_PROBLEM STATEMENT_
Exactly as given, reproduce the records in full.

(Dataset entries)
┏━━

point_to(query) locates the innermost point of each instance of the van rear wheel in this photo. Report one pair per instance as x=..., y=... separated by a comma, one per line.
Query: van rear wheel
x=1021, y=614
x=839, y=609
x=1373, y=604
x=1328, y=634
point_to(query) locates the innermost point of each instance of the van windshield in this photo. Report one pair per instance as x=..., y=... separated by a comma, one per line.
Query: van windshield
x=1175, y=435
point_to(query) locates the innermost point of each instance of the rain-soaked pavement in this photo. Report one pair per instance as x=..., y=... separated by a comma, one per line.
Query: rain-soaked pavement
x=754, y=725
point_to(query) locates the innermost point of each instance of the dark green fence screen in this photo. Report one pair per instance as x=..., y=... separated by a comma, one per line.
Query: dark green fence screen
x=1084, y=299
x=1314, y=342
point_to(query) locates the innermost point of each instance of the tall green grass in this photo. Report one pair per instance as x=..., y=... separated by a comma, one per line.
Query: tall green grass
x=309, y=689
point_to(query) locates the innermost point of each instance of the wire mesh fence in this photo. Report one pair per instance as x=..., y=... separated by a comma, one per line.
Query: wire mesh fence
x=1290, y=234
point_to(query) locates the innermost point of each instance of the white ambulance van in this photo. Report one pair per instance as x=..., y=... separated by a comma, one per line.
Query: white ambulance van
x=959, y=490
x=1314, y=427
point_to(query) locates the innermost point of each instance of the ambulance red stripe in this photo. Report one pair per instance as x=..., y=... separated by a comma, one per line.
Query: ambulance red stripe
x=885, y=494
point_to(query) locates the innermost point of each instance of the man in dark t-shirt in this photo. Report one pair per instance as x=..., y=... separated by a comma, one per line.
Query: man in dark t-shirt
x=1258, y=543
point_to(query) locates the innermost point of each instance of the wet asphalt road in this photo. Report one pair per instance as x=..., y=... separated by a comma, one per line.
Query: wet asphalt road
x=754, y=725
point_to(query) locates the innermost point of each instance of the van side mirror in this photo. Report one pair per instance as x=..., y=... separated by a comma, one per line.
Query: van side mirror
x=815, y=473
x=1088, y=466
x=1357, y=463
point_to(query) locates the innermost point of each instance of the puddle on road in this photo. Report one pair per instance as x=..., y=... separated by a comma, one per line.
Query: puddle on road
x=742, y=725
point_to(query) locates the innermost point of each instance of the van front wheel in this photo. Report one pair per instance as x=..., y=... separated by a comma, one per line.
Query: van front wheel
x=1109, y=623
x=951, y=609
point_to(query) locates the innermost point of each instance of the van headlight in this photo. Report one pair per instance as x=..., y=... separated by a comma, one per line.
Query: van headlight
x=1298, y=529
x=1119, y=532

┗━━

_ANSWER BOX_
point_to(query) locates the innermost point of each instance of the van rear wheel in this photo. Report one pair per instance as x=..., y=... separated by a comma, one per line.
Query: van rear wheel
x=1021, y=614
x=839, y=609
x=1373, y=604
x=1328, y=634
point_to(query) locates the innermost point of each instance of the van windshield in this photo. Report one pair per instance as x=..., y=... separated by a comma, one per line.
Query: van windshield
x=1175, y=435
point_to(query) locates the innermost point of each instance of the rain-soaked pavement in this photo. Report one pair per instance as x=..., y=... separated by a comma, one per line.
Query: rain-soaked pavement
x=754, y=725
point_to(query) locates the innermost point of each instance of the dark green fence screen in this photo. Report one pair per instance as x=..., y=... separated by a comma, one per line.
Query: dark green fence screen
x=1084, y=299
x=1314, y=342
point_to(query) locates the innermost point of each instance of the tall green grass in this photo. Report one pair per instance as x=..., y=... separated by a comma, one per line.
Query: tall green grass
x=309, y=689
point_to(query) locates the innermost point of each instance of the wire mesh fence in this photo. Report one pair per instance as x=..., y=... separated by a comma, one per line.
Query: wire mesh fence
x=1290, y=234
point_to(query) locates the innermost point of each instance of the white ambulance van in this photo. Report one pair per instance as x=..., y=... separated by a comma, one per line.
Query: white ambulance van
x=959, y=490
x=1314, y=427
point_to(query) locates the innermost point of each instance of the ambulance red stripe in this photo. Report one pair per instance as x=..., y=... separated by a comma, one per line.
Query: ambulance red stripe
x=885, y=494
point_to(query) locates the innermost point of each instance of the man in dark t-shirt in this photo. Report one pair per instance as x=..., y=... separated by a comma, one per line.
Query: man in dark t-shirt
x=1258, y=543
point_to(query) locates the innermost point of each instance of the wet asphalt road in this photo. Report one pair per instance as x=..., y=... separated by a comma, one per line.
Query: wet asphalt road
x=754, y=725
point_to(query) locates the innermost point of each instance of the van side mirror in this photo. Report one pair per instance as x=..., y=... separated by a comma, one per line.
Query: van side mirror
x=815, y=473
x=1088, y=466
x=1357, y=463
point_to(query) locates the innermost point of each instance of the puddle on road in this photo. Report one pair per instance as x=..., y=... separated by a comma, one per line.
Query: puddle on road
x=742, y=725
point_to(query) locates the innermost point of each instance of the van front wheel in this photo. Report one pair per instance as x=..., y=... separated by a comma, one per line.
Query: van front wheel
x=1109, y=623
x=951, y=609
point_to(query) locates the innermost point of each instance of the van headlight in this photo. Report one pair per instance as x=..., y=... separated by a comma, one per line.
Query: van headlight
x=1298, y=529
x=1119, y=532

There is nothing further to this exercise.